──────── READING TEXT ────────
Tuesday, December 22, 2009

TYC: Fewer Teens Discharged Over Mental Illness

TYC: Fewer Teens Discharged Over Mental Illness
Staff Writer

During the past two years, the Texas Youth Commission (TYC) has expanded its treatment abilities for incarcerated youth and has significantly reduced the number of juveniles it has discharged because of their failure to make progress while in treatment for mental health issues, said Jim Hurley, public information officer for the TYC on Monday.

Hurley was not able to give specific numbers of releases but said that every youth who is admitted to the TYC is evaluated individually. "If they have been diagnosed with mental health issues, we have psychologists and psychiatrists and medication to treat them, and we also may send them to the Corsicana Crisis Stabilization Unit," he said.

The comments came in response to a widely distributed Associated Press story on Sunday night that stated that the 16-year-old juvenile who stabbed John Tyler High School Teacher Todd Henry in September was released from the TYC because the agency wasn't equipped to deal with his illness and had to release him under Texas law. Henry was sitting at his desk in his classroom when he was attacked.

The juvenile accused of the crime is being held in the Smith County Jail. His attorney, Jim Huggler, has requested that each of his scheduled detention hearings at the Smith County Juvenile Attention Center be waived in the "best interest of his client." The hearings have been scheduled every two weeks since the youth's arrest in September.

In July, the TYC had discharged the boy who later was accused in the killing of Henry. His dis- charge came because he had been diagnosed with mental health issues including schizophrenia, Huggler said.
──────── DATA SHOWN ────────
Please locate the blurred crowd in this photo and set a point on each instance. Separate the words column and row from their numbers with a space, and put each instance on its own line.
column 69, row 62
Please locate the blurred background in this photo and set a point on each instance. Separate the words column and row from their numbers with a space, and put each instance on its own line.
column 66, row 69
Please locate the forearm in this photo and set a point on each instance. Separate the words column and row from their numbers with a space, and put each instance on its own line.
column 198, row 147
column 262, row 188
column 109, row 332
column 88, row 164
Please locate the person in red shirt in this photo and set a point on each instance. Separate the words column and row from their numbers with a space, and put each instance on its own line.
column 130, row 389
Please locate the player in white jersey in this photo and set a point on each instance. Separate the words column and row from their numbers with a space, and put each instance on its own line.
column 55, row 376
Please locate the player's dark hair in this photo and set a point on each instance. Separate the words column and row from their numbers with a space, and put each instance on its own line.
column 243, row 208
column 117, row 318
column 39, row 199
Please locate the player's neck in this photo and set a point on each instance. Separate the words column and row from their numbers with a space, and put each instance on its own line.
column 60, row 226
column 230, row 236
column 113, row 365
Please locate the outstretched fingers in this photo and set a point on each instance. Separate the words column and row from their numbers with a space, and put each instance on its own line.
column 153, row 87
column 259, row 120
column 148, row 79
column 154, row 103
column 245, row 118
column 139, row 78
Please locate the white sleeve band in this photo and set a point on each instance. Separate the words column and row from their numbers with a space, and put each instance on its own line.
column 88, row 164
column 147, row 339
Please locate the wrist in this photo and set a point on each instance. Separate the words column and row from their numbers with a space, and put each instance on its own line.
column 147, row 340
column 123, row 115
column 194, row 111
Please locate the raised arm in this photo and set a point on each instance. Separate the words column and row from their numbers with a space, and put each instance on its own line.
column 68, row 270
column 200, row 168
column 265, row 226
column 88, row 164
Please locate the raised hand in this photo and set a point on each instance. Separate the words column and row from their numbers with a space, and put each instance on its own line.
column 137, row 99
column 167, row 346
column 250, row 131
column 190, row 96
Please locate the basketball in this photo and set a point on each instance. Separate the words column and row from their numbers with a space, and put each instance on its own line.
────────
* EXERCISE BRIEF *
According to the news story on the Texas Youth Commission, where was Todd Henry when he was attacked? The records are unrelated to the news story above and stand as separate material.

* WRITTEN RESPONSE *
He was sitting at his desk in his classroom.